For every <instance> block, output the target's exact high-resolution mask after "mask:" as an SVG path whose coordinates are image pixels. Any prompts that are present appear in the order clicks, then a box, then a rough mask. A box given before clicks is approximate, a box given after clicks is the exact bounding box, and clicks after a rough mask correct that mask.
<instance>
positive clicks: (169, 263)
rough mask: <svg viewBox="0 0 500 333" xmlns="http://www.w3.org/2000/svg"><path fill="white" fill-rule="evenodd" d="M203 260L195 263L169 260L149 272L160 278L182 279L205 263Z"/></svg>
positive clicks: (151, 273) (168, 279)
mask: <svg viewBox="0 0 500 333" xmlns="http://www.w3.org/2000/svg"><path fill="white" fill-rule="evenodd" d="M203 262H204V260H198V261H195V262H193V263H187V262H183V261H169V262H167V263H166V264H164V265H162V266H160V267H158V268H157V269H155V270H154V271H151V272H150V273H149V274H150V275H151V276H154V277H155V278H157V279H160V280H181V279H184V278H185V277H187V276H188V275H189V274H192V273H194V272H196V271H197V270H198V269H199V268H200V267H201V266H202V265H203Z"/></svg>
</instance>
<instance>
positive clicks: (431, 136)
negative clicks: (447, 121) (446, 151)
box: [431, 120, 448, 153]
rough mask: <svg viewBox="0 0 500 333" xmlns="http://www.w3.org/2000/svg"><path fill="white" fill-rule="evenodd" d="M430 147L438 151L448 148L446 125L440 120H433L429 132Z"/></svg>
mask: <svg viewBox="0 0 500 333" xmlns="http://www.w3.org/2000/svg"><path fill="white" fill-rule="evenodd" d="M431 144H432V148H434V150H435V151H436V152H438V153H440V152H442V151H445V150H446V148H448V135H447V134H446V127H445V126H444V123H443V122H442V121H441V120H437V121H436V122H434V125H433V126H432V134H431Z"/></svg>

--------------------

What is being asked: You are asked to transcribe the complete data exactly.

Output:
For every <instance> block, output the target's exact high-resolution mask after "mask:" as an SVG path whose coordinates are image pixels. Any prompts that are present appear in the order clicks, then a box, then a rough mask. A box given before clicks is approximate, a box given after clicks is the exact bounding box, and clicks after a rough mask correct that mask.
<instance>
positive clicks: (169, 263)
rough mask: <svg viewBox="0 0 500 333" xmlns="http://www.w3.org/2000/svg"><path fill="white" fill-rule="evenodd" d="M203 260L195 263L169 260L149 272L160 278L182 279L205 263Z"/></svg>
positive clicks: (151, 273) (168, 279)
mask: <svg viewBox="0 0 500 333" xmlns="http://www.w3.org/2000/svg"><path fill="white" fill-rule="evenodd" d="M203 262H204V260H198V261H195V262H193V263H187V262H183V261H169V262H167V263H166V264H164V265H162V266H160V267H158V268H157V269H155V270H154V271H151V272H150V273H149V274H150V275H151V276H154V277H155V278H157V279H160V280H181V279H184V278H185V277H187V276H188V275H189V274H192V273H194V272H196V271H197V270H198V269H199V268H200V267H201V266H202V265H203Z"/></svg>
</instance>
<instance>
positive clicks: (431, 136)
negative clicks: (447, 121) (446, 151)
box: [431, 120, 448, 153]
rough mask: <svg viewBox="0 0 500 333" xmlns="http://www.w3.org/2000/svg"><path fill="white" fill-rule="evenodd" d="M430 147L438 151L448 148L446 125L440 120H433L429 132Z"/></svg>
mask: <svg viewBox="0 0 500 333" xmlns="http://www.w3.org/2000/svg"><path fill="white" fill-rule="evenodd" d="M431 144H432V148H434V150H435V151H436V152H438V153H440V152H442V151H445V150H446V148H448V135H447V134H446V127H445V126H444V123H443V122H442V121H441V120H437V121H436V122H434V125H433V126H432V134H431Z"/></svg>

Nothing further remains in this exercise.